**SOURCE TEXT**:
Usage¶
inxs
is designed to allow Pythonistas and other cultivated folks to write sparse and readable
transformations that take delb objects as input. Most likely they will return the same, but
there’s no limitation into what the data can be mangled.
It does so by providing a framework that traverses an XML tree, tests tag nodes, pulls and
manipulates data in a series of steps. It supports the combination of reusable and generalized
logical units of expressions and actions. Therefore there’s also a library with functions to deploy
and a module with contributed transformations.
Though inxs
should be usable for any problem that XSLT could solve, it is not modeled to
address XSLT users to get a quick grip on it. Anyone who enjoys XSLT should continue to do so.
So far the framework performs with acceptable speed with uses on text documents from the
humanities.
Let’s break its usage down with the second example from the README
:
1 2 3 4 5 6 | transformation = Transformation(
generate_skeleton,
Rule('person', extract_person),
lib.sort('persons', itemgetter(1)),
list_persons,
result_object='context.html', context={'persons': []})
|
A transformation is set up by instantiating a inxs.Transformation
(line 1) with a series
of transformation steps (lines 2-5) passed as positional argument s and two
configuration values (line 6) provided as keyword arguments.
The first step (line 2) is a function that creates a skeleton for the resulting HTML markup and
stores it in the context
namespace:
def generate_skeleton(context):
context.html = new_tag_node(
"html", namespace='http://www.w3.org/1999/xhtml',
children=(
tag("head",
tag("title", "Testing XML Example")),
tag("body", (
tag("h1", "Persons"),
tag("ul")

**INFORMATION GIVEN**:
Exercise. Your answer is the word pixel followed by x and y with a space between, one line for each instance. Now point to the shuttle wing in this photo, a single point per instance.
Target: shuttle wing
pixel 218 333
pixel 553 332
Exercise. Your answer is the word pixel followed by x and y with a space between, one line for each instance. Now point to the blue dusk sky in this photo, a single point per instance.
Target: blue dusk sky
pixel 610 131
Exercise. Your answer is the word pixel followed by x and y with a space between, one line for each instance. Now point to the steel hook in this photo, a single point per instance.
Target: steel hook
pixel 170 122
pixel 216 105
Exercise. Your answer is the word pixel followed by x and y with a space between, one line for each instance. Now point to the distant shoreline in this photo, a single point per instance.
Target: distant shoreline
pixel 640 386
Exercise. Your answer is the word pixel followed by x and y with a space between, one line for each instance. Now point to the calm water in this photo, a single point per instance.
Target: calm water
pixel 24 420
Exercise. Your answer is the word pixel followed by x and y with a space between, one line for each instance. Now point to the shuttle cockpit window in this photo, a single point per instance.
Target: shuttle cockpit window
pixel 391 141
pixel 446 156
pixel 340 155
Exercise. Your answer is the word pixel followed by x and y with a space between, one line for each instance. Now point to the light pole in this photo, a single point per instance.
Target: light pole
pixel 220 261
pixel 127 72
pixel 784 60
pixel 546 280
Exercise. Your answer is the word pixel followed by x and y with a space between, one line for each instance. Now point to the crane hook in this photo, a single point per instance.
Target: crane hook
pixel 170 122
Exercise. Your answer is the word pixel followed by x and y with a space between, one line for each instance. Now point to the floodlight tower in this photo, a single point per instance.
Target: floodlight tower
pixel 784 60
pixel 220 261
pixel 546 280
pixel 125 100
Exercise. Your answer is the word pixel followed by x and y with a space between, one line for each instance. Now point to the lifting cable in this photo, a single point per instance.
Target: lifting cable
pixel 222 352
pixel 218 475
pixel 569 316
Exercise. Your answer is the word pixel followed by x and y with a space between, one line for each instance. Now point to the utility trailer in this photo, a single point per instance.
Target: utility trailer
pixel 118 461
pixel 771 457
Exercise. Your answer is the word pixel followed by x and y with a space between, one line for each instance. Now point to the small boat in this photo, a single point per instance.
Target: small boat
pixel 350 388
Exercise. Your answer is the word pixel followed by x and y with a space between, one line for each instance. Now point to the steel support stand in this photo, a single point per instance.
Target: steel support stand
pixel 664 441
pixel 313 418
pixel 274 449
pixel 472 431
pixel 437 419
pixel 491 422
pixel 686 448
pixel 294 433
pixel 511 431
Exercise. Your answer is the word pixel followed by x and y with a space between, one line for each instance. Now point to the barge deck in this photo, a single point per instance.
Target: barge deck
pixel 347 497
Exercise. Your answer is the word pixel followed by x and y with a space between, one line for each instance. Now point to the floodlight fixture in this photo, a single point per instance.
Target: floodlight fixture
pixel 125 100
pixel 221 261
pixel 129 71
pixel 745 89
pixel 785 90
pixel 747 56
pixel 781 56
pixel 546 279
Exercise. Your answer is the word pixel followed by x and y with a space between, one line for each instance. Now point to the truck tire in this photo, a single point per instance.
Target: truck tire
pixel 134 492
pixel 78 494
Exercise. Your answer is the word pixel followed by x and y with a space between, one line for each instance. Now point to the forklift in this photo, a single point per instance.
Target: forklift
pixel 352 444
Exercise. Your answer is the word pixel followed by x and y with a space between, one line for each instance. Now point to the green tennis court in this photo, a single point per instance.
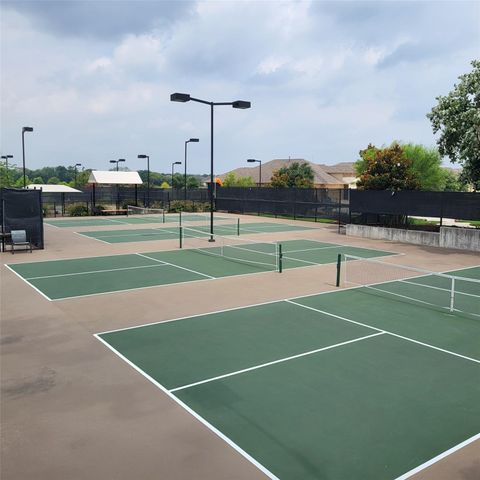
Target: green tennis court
pixel 165 233
pixel 131 220
pixel 346 385
pixel 61 279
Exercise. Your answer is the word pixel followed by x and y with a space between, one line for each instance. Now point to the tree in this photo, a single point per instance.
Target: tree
pixel 231 180
pixel 452 182
pixel 457 117
pixel 385 169
pixel 297 175
pixel 426 166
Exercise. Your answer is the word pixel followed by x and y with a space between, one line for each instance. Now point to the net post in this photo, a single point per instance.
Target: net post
pixel 452 295
pixel 339 267
pixel 280 258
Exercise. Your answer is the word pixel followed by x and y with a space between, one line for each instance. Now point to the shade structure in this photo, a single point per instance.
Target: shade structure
pixel 114 178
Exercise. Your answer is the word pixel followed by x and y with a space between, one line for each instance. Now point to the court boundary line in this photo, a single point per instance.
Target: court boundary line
pixel 96 271
pixel 259 304
pixel 274 362
pixel 192 412
pixel 386 331
pixel 439 457
pixel 28 283
pixel 177 266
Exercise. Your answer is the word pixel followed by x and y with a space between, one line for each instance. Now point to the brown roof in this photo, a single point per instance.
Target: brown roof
pixel 321 172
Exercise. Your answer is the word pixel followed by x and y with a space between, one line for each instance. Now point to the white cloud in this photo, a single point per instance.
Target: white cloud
pixel 324 79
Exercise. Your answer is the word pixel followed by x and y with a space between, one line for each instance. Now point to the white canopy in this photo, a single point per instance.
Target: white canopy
pixel 47 188
pixel 117 178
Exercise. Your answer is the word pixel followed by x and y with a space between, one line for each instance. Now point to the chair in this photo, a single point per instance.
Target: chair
pixel 19 238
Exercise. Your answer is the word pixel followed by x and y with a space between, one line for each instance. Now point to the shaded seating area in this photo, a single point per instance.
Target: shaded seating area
pixel 102 178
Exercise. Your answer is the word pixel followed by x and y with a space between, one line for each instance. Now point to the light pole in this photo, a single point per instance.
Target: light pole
pixel 24 129
pixel 148 177
pixel 185 179
pixel 118 187
pixel 75 166
pixel 185 97
pixel 252 160
pixel 173 166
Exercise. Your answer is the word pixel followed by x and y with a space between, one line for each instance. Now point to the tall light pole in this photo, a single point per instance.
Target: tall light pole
pixel 185 97
pixel 173 166
pixel 148 177
pixel 75 166
pixel 252 160
pixel 185 179
pixel 24 129
pixel 118 187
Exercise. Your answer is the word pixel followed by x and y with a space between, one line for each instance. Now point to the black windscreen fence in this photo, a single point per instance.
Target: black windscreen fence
pixel 457 205
pixel 22 210
pixel 309 203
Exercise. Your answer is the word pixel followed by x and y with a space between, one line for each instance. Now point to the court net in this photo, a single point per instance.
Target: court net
pixel 264 255
pixel 448 292
pixel 134 210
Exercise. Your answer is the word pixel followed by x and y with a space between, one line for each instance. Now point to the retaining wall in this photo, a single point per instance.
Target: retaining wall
pixel 449 237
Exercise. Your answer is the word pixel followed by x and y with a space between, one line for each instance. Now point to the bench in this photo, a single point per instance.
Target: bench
pixel 115 211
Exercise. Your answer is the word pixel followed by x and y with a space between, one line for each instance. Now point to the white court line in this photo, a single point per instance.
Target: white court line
pixel 231 309
pixel 28 283
pixel 91 238
pixel 177 266
pixel 274 362
pixel 386 331
pixel 192 412
pixel 96 271
pixel 440 288
pixel 430 462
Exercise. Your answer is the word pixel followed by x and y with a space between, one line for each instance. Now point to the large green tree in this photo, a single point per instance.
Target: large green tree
pixel 457 118
pixel 296 175
pixel 231 180
pixel 385 169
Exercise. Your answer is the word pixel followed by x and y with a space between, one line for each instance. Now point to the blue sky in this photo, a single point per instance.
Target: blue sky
pixel 325 78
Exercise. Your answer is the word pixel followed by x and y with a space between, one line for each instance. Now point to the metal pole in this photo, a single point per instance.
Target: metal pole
pixel 185 176
pixel 211 173
pixel 23 152
pixel 148 180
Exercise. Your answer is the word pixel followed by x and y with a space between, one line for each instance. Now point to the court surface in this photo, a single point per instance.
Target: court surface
pixel 130 220
pixel 345 385
pixel 60 279
pixel 165 233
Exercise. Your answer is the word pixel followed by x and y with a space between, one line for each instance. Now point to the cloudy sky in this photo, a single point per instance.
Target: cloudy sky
pixel 94 78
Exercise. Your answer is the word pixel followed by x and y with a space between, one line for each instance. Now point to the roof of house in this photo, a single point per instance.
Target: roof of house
pixel 109 177
pixel 322 173
pixel 47 188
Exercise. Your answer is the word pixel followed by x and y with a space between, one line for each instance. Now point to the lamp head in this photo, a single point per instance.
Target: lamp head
pixel 180 97
pixel 241 104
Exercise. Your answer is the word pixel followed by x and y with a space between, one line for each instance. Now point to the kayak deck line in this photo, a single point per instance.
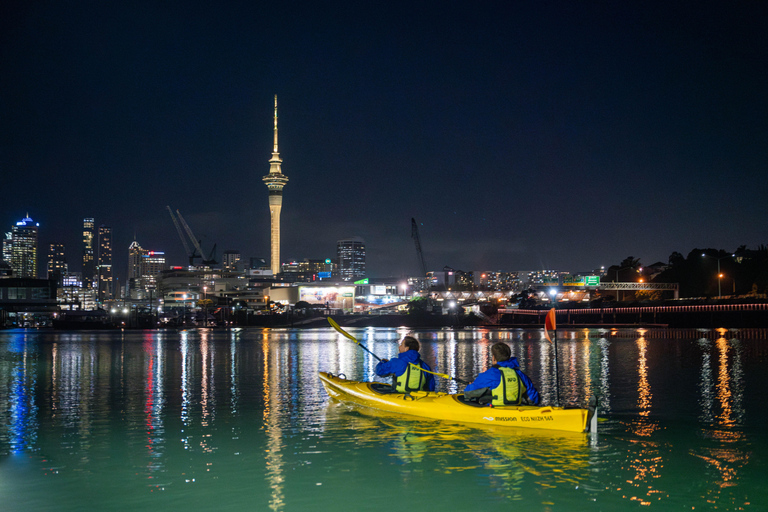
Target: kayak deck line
pixel 452 407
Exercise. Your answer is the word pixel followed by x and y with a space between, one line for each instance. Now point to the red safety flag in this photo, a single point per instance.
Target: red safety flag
pixel 549 323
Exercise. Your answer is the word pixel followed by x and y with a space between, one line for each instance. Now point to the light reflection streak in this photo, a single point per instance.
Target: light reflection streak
pixel 234 392
pixel 643 386
pixel 724 453
pixel 706 383
pixel 271 399
pixel 604 396
pixel 186 399
pixel 22 423
pixel 154 402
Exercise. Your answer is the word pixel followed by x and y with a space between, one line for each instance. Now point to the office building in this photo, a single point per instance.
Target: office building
pixel 275 181
pixel 351 256
pixel 20 248
pixel 144 267
pixel 57 263
pixel 89 264
pixel 104 283
pixel 231 260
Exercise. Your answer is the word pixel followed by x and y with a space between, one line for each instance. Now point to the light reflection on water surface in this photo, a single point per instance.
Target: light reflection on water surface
pixel 236 420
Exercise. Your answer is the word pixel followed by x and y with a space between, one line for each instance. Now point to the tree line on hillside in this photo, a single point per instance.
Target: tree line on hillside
pixel 743 272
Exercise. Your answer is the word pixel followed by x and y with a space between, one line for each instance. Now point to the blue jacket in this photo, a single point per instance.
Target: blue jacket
pixel 397 366
pixel 491 378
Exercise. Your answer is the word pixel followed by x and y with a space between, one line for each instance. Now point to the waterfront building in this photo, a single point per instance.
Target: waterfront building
pixel 275 182
pixel 351 257
pixel 20 248
pixel 104 283
pixel 89 264
pixel 231 260
pixel 259 264
pixel 57 263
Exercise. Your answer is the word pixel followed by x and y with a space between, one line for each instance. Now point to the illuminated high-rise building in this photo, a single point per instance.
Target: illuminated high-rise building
pixel 104 282
pixel 143 268
pixel 89 263
pixel 351 255
pixel 20 248
pixel 57 263
pixel 230 260
pixel 275 181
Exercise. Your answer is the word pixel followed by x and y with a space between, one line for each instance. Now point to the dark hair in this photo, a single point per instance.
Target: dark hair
pixel 501 351
pixel 411 342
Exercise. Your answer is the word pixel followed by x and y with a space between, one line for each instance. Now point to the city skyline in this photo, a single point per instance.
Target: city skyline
pixel 518 136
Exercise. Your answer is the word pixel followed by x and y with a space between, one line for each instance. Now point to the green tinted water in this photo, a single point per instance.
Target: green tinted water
pixel 238 420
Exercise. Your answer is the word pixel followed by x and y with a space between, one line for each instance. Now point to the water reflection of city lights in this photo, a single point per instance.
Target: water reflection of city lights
pixel 643 386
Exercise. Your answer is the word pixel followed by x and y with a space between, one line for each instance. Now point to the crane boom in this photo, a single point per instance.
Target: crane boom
pixel 415 236
pixel 189 253
pixel 195 242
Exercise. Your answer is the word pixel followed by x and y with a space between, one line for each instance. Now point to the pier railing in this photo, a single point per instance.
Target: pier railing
pixel 703 315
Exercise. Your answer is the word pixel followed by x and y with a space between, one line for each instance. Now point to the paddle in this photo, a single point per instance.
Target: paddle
pixel 347 335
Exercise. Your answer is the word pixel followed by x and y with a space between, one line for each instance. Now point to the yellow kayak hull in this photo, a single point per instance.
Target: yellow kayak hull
pixel 444 406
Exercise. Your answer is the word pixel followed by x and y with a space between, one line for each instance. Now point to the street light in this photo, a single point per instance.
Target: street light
pixel 719 275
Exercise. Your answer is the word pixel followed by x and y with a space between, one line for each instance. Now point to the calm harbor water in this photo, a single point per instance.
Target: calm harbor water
pixel 238 420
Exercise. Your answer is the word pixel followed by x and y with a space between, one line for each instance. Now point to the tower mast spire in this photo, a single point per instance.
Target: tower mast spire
pixel 275 182
pixel 275 150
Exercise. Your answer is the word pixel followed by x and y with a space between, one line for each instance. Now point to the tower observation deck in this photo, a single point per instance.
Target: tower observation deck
pixel 275 181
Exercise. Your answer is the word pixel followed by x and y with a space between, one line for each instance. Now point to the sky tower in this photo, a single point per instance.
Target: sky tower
pixel 275 181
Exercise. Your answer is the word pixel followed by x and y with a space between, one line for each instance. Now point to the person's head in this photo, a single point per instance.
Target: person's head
pixel 501 351
pixel 409 343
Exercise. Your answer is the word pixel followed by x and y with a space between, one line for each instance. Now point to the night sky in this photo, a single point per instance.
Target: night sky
pixel 520 135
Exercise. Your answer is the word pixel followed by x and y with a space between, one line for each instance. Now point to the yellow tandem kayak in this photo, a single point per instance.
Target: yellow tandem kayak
pixel 444 406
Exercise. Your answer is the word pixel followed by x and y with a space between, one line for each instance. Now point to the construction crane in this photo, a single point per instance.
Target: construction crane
pixel 190 254
pixel 197 252
pixel 417 241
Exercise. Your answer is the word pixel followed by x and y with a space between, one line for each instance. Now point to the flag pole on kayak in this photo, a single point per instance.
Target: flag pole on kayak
pixel 347 335
pixel 551 324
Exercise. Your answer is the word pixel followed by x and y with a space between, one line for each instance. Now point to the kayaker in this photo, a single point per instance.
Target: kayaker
pixel 515 388
pixel 406 376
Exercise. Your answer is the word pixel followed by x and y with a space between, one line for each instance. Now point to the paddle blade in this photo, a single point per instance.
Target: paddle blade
pixel 341 331
pixel 549 323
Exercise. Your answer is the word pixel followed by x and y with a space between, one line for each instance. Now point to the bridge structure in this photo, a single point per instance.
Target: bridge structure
pixel 616 286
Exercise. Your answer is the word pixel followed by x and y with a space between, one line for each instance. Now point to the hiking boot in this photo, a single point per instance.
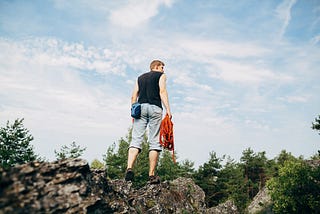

**WORK TO DO**:
a – Recast the paragraph of the inxs usage page that begins "It does so by providing a framework" as a short bulleted list that keeps its main facts.
b – Pick up the inxs usage page right after its last line and keep writing it.

**OUTPUTS BY TASK**:
a –
- inxs provides a framework that walks through an XML tree, tests tag nodes, and pulls and changes data in a series of steps.
- It lets you combine reusable, general logical units of expressions and actions.
- So it also includes a library of ready-to-use functions and a module of contributed transformations.

b –
)),
)
)
When a transformation calls a handler function it does so by applying dependency injection as may
be known from pytest’s fixtures. The passed arguments are resolved from
inxs.Transformation._available_symbols
where any object that has previously been added to
the context
namespace is available as well as the context
itself.
Line 3 defines something that is used more often in real world uses than here. A inxs.Rule
that tests the transformation root and its descendants for defined properties. In the
example all nodes with a person
tag will be passed to the associated
handler function:
def extract_person(node: TagNode, persons):
persons.append(
(first(node.css_select("name")).full_text,
first(node.css_select("family-name")).full_text)
)
delb’s API is used to fetch child nodes of the matching nodes, extract their text and appends
them in a tuple to a list that was defined in the context
argument of the configuration values
(line 7).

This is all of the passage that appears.